Start of Text

Local survives bout with polio

Published 7:41 pm Thursday, September 25, 2008

Imagine being 16, young and energetic, having to move to a new town to live with your sister after your father passed away. You come to town in the spring, suit up for spring football with the local high school, and ready to show your athletic prowess on the football field and, later, on the basketball court.

That was the life of Joseph “Doby” Foshee, who moved to Demopolis from Red Level in the spring of 1959 following the death of his father. He moved in with his sister and her husband, Christine and Al Barton, and was ready to take the school by storm. He worked for the city in the engineering department the summer before the 1959 football season, and when the fall came, that meant football.

“I loved Demopolis,” Foshee said. “It has a great academic school, and I enjoyed playing football, and I was looking forward to playing basketball.”

Email newsletter signup

However, during the third week of that football season, Foshee’s life would change irrevocably when he was diagnosed with polio.

“I was planning on getting my polio shot after it cooled down,” he said. “The Thursday night before the third football game of the year, I became ill, and I went to the doctor the next day. He thought I had something like the flu, and I asked him if I would be okay to play, and he told me, ‘If you feel like it.’ That was all I needed to hear.

“That night, when I would come out of the game, I’d stiffen up, and after the game, I was really just about done for.

“I was very sick the next day,” he said. “They thought that I had spinal meningitis, so they put me in the hospital. They did a spinal tap, and then, they found out what I had.

“The next day, that Sunday, I was short of breath, so they transferred me to Montgomery and put me in an iron lung to assist my breathing. That was around Sept. 10 or 12. By the middle of January, I was able to get out of the iron lung for good.”

End of Text
Start of Information provided

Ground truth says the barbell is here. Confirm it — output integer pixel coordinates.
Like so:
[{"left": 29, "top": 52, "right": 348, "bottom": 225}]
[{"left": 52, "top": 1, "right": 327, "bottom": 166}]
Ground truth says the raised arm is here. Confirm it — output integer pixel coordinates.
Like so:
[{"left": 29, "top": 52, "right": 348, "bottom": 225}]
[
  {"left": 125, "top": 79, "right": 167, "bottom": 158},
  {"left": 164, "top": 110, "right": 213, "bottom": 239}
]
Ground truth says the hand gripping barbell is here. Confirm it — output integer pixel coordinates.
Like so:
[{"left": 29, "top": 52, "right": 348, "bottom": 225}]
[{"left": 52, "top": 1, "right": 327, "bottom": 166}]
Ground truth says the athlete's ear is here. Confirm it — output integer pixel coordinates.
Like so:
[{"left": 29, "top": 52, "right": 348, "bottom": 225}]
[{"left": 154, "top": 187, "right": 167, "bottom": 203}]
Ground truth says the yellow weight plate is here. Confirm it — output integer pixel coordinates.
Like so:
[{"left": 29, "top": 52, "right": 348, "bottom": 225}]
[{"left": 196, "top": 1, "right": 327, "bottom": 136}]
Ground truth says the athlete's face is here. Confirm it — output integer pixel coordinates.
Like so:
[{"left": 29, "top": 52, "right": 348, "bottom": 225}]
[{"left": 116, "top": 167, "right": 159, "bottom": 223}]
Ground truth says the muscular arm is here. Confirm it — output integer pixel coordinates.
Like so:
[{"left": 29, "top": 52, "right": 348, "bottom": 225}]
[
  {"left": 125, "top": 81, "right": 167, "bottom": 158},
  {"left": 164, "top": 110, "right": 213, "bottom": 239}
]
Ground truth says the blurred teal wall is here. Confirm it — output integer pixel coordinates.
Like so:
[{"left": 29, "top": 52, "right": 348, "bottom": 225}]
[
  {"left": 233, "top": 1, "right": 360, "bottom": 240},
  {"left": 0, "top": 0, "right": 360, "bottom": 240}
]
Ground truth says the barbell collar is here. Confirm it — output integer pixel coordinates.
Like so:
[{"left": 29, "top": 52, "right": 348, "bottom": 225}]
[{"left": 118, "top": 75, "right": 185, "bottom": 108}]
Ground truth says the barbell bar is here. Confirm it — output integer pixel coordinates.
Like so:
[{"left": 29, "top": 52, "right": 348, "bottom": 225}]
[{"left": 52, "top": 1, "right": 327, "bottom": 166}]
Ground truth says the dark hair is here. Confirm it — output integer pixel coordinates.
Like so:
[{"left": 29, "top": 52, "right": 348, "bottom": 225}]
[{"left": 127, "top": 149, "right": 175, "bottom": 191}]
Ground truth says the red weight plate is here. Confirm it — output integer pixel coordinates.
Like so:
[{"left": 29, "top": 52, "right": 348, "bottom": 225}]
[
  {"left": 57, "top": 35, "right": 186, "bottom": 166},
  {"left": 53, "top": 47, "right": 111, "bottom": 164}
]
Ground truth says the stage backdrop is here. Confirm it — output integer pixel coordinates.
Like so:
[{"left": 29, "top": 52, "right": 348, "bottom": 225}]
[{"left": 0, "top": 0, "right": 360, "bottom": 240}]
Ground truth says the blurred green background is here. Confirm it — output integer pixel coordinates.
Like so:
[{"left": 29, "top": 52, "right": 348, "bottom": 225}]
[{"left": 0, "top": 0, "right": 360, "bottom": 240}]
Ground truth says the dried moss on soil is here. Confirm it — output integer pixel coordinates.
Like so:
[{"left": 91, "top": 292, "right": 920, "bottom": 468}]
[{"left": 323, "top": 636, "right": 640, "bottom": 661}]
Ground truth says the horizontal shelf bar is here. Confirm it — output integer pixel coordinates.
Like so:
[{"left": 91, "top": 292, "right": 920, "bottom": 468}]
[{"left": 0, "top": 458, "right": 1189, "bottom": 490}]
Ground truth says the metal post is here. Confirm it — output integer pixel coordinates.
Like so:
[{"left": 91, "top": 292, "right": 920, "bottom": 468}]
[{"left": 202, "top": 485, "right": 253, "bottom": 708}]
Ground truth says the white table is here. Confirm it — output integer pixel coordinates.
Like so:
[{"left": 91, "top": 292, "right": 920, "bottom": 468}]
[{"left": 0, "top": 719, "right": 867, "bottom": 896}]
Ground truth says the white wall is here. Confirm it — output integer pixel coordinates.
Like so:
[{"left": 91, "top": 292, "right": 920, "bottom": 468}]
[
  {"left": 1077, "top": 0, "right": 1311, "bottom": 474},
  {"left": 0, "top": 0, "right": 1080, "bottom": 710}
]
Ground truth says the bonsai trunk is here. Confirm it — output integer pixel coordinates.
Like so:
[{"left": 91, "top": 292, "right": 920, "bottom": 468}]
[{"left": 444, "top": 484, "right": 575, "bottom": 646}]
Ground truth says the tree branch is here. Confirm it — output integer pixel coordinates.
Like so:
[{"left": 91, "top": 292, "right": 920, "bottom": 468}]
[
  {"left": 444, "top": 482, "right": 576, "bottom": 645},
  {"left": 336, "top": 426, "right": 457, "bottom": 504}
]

End of Information provided

**Required work**
Copy everything in the polio article from "Published 7:41 pm" down to "the basketball court.". These items stand apart from the text and have no connection to it.

**Result of the task**
Published 7:41 pm Thursday, September 25, 2008

Imagine being 16, young and energetic, having to move to a new town to live with your sister after your father passed away. You come to town in the spring, suit up for spring football with the local high school, and ready to show your athletic prowess on the football field and, later, on the basketball court.